BEGIN TEXT FOR ANALYSIS

Make CRH viable; sell it to UWI - Ogunsalu
With no end in sight to the ongoing woes of the Cornwall Regional Hospital (CRH), including the recent re-emergence of the noxious fumes emission, senior lecturer at the University of the West Indies (UWI) Dr Christopher Ogunsalu is urging the Government to sell the beleaguered hospital to the university.
According to Ogunsalu, the UWI has what it takes to make the Montego Bay-based Type A hospital into a cost-effective first-class teaching institution with the capacity to offer services of the quality now on offer at the University Hospital of the West Indies.
"The state of medical affairs at the Cornwall Regional Hospital is not only deplorable, but actually dangerous to all the patients and staff," said Ogunsalu in reference to the ongoing emission of noxious fumes, which has been plaguing the hospital for more than a year and which has caused a significant dislocation of services.
"It is for this reason that I am appealing to the minister of health to consider negotiation with a university, preferably the University of the West Indies, to take over Cornwall Regional Hospital, which, I believe, should be converted to a teaching hospital to facilitate the healthcare needs of the western region."

END TEXT FOR ANALYSIS

# PROBLEM DESCRIPTION:
Transcribe the part of the news item about Cornwall Regional Hospital starting with "Make CRH viable;" and going on through "the West Indies.". The entries that come next have no connection to the news item about Cornwall Regional Hospital.

BEGIN ENTRIES SUPPLIED

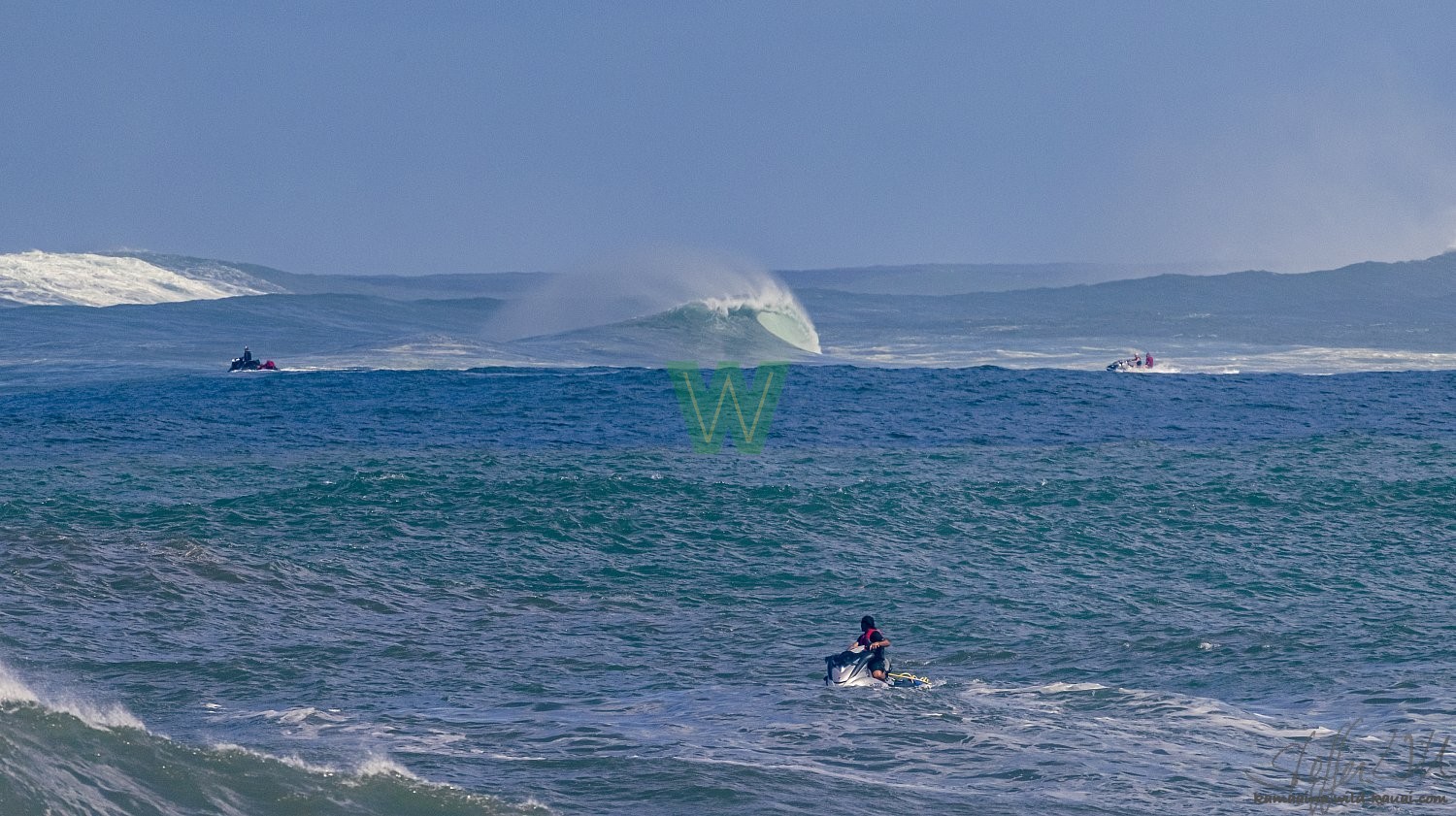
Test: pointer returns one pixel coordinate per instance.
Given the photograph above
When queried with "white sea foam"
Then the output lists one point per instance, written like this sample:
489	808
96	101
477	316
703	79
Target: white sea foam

END ENTRIES SUPPLIED

# OUTPUT FOR THIS TASK:
Make CRH viable; sell it to UWI - Ogunsalu
With no end in sight to the ongoing woes of the Cornwall Regional Hospital (CRH), including the recent re-emergence of the noxious fumes emission, senior lecturer at the University of the West Indies (UWI) Dr Christopher Ogunsalu is urging the Government to sell the beleaguered hospital to the university.
According to Ogunsalu, the UWI has what it takes to make the Montego Bay-based Type A hospital into a cost-effective first-class teaching institution with the capacity to offer services of the quality now on offer at the University Hospital of the West Indies.